» **Assignment**
The result should be all the records, exact and complete, without a single picture.

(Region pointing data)

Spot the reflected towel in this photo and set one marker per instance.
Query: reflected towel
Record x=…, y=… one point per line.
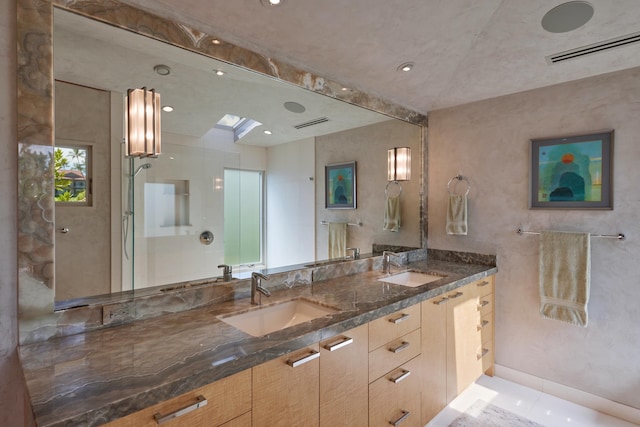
x=337, y=240
x=392, y=214
x=565, y=276
x=457, y=214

» **Exercise output**
Spot the reflected towel in this photo and set one marker per instance.
Query: reflected towel
Record x=…, y=… one point per line.
x=337, y=240
x=392, y=214
x=565, y=276
x=457, y=214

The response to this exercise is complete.